**Quoted passage**
________________________
One of the issues with our behaviour being entirely conditioned and us having no free will, is that it presupposes that there is someone or something that can be conditioned and can hence have free will in the first place. It’s not hard to argue that if we have no free will, then there cannot be any such thing as a self to have it. And vice versa. So if it’s not the ‘self’ that is conditioned, what is it?

My tentative answer has been that two things are conditioned in parallel: (i) ‘our’ bodies, or rather all the creatures that seemingly comprise them, whose conditioning determines our behaviours, and (ii) ‘our’ brain’s model of reality, including its invention and conception of the illusory ‘self’ in the centre of that model, whose conditioning determines our beliefs and worldview. And it would seem to follow that much of our suffering comes from hopelessly attempting to reconcile, justify, and rationalize these behaviours and beliefs as controllably ‘ours’, when they are purely conditioned. We have no say in them at all.

But I recognize that I’m on a very thin and wobbly crag with this answer, perched between the irreconcilable worldviews III and IV in the graphic above. They can’t both be right. Worldview III is somewhat useful, and defensible, with a lot of recent scientific evidence supporting it.

Worldview IV goes much further, however, asserting that there is no such thing as time (it’s just another mental construct, part of the brain’s mental model of reality, a categorization scheme for trying to make sense of things). Worse, since there’s no time, there’s no causality, and without ‘real’ time and causality, nothing can ‘condition’ anything else. The question of what, in the absence of a real ‘self’, is conditioned, thus becomes moot, since there cannot be ‘conditioning’.
________________________
**Dataset extract**
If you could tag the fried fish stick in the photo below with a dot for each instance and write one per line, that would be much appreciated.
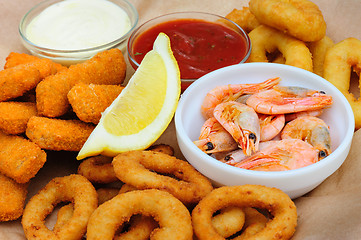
________________________
**Problem to solve**
Return the stretch of the passage on free will from "One of the issues" through "what is it?", copied word for word.

**Complete answer**
One of the issues with our behaviour being entirely conditioned and us having no free will, is that it presupposes that there is someone or something that can be conditioned and can hence have free will in the first place. It’s not hard to argue that if we have no free will, then there cannot be any such thing as a self to have it. And vice versa. So if it’s not the ‘self’ that is conditioned, what is it?